Coordinate annotation records
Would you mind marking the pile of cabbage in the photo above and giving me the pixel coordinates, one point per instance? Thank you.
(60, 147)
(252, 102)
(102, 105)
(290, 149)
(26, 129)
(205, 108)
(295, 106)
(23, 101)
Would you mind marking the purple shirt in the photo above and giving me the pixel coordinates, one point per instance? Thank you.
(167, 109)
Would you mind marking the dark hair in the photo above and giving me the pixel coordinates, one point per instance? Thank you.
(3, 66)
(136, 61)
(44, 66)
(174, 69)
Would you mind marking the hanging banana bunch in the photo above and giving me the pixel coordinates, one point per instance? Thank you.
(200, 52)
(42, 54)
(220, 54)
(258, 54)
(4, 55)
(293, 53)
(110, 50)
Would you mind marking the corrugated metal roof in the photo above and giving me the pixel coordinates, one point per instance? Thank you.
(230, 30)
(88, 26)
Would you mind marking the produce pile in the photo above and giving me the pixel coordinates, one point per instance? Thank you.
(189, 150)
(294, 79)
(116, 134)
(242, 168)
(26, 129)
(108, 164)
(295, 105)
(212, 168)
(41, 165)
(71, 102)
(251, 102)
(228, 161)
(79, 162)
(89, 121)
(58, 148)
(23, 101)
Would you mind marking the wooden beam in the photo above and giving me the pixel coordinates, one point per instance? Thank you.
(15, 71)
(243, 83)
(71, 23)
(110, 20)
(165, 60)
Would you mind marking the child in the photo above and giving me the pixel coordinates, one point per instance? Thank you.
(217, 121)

_What is asked_:
Copy the data starting with the line containing "Would you mind marking the hanging" and going on through the end, keeping each request line as it is and increasing every coordinate value in the answers by 128. Leave out everything before that line.

_Solution for this exercise_:
Would you mind marking the hanging banana bunch in the photo above and giving me the pixel coordinates, one point per instance? Thank you.
(328, 180)
(170, 182)
(348, 182)
(386, 182)
(132, 183)
(421, 181)
(238, 178)
Would you mind marking the corrugated metal roof in the photo above and giving me the pixel coordinates, one point per instance? Thank you.
(358, 158)
(216, 154)
Would you mind marking the produce pile in the photo above and giving me the pixel coordinates, one point per instance? Thank you.
(317, 278)
(422, 207)
(244, 262)
(370, 296)
(154, 257)
(236, 292)
(423, 233)
(340, 296)
(169, 293)
(199, 230)
(379, 230)
(356, 289)
(207, 290)
(217, 249)
(186, 276)
(151, 229)
Would you mind marking the wooden beam in the photo above and giving me the pixel coordinates, one point per instance? Thank you.
(143, 199)
(371, 211)
(199, 151)
(238, 148)
(293, 188)
Would you mind marking the child in the photo above and giving me the pixel coordinates, one point per instance? Thank you.
(345, 249)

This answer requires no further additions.